Tâches
**a.** Extrayez mot pour mot, dans le passage sur le macronisme, la partie commençant par « Ils sont une » et se terminant par « sur Twitter (@OsonsP). ».
**b.** Rédigez la suite du passage sur le macronisme, en reprenant après sa dernière phrase.
====== Passage fourni
Ils sont une vingtaine de « marcheurs », ayant soutenu la candidature d’Emmanuel Macron en 2017, pour la plupart membres de La République en marche, certains y occupant des responsabilités (référents, animateurs de comités locaux). Aucun d’entre eux n’est élu. Issus de la société civile, ils ont décidé de créer un groupe de réflexion afin de commencer à bâtir ce corpus idéologique qui fait toujours défaut au parti majoritaire. Ce groupe sera présent sur Facebook (Osons le progrès) et sur Twitter (@OsonsP).

Redonner du sens au progrès

Le macronisme existe-t-il ? Le mouvement politique issu de la campagne présidentielle de 2017 a-t-il vocation à durer ? La soudaineté de l’éclosion d’En Marche et la dislocation des partis politiques traditionnels obligent à poser ces questions de façon urgente. Les difficultés actuelles de ces partis mettent à mal le pluralisme politique, nécessaire au renouvellement des idées et au consensus républicain, et accentuent le risque qu’un mouvement populiste s’empare du pouvoir.
============
====== Informations extraites
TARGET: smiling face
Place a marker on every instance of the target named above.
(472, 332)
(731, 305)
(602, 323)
============
Ensemble des réponses
**a.**
Ils sont une vingtaine de « marcheurs », ayant soutenu la candidature d’Emmanuel Macron en 2017, pour la plupart membres de La République en marche, certains y occupant des responsabilités (référents, animateurs de comités locaux). Aucun d’entre eux n’est élu. Issus de la société civile, ils ont décidé de créer un groupe de réflexion afin de commencer à bâtir ce corpus idéologique qui fait toujours défaut au parti majoritaire. Ce groupe sera présent sur Facebook (Osons le progrès) et sur Twitter (@OsonsP).

**b.**
L’intensité de ce risque dépend bien sûr de la réussite ou non de la politique menée par Emmanuel Macron, son gouvernement et sa majorité à l’Assemblée nationale, mais elle dépend aussi de notre capacité collective à ancrer un mouvement dans la durée et à définir un socle, une doctrine, qui dépasse l’échéance d’un quinquennat.

Pour réussir ce dépassement, nous disposons d’une vision globale – celle proposée par Emmanuel Macron, qui s’est précisée au fil de la campagne et du début d’exercice du pouvoir – et d’un programme, mis au point pendant la présidentielle, combinaison d’un travail d’experts et de consultations citoyennes. Ces deux éléments forment une fondation solide, mais ne suffisent pas à définir un mouvement politique et à l’ancrer dans le temps.

Pourquoi nous avons besoin d’une doctrine progressiste

C’est à travers une vision du monde commune que les pensées et les ambitions citoyennes se forment et s’affinent. Ce sont ces grilles de lecture qui, une fois formulées, constituent un socle dont la jeunesse peut s’emparer afin qu’elles demeurent sans cesse pertinentes et modernes. Il est d’autant plus nécessaire de les définir que ces grandes lignes ont trop longtemps été accaparées parle clivage droite-gauche dont les électeurs se sont lassés jusqu’à délaisser le débat politique.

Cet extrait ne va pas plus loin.